Data excerpts:

┌──

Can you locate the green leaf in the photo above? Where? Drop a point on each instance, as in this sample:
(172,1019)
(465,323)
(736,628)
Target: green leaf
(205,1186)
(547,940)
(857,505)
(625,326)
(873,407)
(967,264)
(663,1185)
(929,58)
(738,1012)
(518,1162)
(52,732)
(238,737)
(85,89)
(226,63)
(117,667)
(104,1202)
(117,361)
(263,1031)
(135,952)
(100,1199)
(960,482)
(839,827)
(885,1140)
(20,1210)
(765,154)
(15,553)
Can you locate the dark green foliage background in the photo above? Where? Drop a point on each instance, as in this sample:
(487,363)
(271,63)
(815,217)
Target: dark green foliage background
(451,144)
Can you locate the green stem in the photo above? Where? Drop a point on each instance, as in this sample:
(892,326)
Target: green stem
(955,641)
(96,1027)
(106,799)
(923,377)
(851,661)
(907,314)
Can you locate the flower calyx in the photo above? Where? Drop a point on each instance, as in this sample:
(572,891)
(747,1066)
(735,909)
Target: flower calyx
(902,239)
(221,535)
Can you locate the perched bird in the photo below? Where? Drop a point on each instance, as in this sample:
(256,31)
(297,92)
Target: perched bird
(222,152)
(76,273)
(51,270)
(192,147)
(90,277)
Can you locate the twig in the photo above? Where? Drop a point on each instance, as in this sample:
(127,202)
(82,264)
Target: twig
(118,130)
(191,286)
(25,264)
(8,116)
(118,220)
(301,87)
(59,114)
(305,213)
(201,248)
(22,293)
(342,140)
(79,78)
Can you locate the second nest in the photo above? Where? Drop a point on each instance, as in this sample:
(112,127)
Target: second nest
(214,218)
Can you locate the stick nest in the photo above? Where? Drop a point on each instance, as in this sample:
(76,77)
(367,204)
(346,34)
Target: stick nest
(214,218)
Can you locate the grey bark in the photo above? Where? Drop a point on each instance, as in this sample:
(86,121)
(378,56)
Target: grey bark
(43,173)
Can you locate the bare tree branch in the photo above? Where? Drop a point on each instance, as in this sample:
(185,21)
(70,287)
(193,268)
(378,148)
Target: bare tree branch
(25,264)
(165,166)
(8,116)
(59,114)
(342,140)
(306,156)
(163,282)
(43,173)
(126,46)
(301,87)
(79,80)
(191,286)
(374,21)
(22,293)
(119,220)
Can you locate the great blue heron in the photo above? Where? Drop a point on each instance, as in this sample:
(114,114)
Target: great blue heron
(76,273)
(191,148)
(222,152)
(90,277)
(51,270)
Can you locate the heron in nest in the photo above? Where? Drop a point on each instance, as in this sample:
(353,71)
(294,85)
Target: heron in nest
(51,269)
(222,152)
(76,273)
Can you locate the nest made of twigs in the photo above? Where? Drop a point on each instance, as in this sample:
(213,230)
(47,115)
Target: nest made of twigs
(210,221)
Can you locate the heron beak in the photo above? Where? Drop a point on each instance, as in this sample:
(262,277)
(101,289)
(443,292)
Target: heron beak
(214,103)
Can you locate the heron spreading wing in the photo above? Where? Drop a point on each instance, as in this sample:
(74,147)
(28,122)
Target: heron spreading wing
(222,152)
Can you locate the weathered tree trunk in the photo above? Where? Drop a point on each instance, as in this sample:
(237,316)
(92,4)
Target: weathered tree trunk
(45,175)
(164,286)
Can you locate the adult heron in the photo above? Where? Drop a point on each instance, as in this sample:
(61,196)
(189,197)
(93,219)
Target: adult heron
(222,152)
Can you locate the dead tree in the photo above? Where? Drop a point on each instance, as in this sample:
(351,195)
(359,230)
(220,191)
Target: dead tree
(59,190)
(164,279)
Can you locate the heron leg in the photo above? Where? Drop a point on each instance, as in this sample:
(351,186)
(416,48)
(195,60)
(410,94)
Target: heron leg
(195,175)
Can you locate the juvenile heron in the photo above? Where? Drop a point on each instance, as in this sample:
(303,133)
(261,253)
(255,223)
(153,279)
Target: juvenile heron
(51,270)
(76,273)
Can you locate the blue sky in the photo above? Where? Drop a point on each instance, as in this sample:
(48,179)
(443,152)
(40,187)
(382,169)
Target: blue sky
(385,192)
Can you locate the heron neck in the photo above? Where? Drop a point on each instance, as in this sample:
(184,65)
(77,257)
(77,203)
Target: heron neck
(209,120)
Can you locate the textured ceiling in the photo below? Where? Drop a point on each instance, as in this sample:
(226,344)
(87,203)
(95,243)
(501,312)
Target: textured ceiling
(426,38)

└──

Only a number is wanted here: how many lines of the data hold the string "below".

* _WRITTEN RESPONSE_
2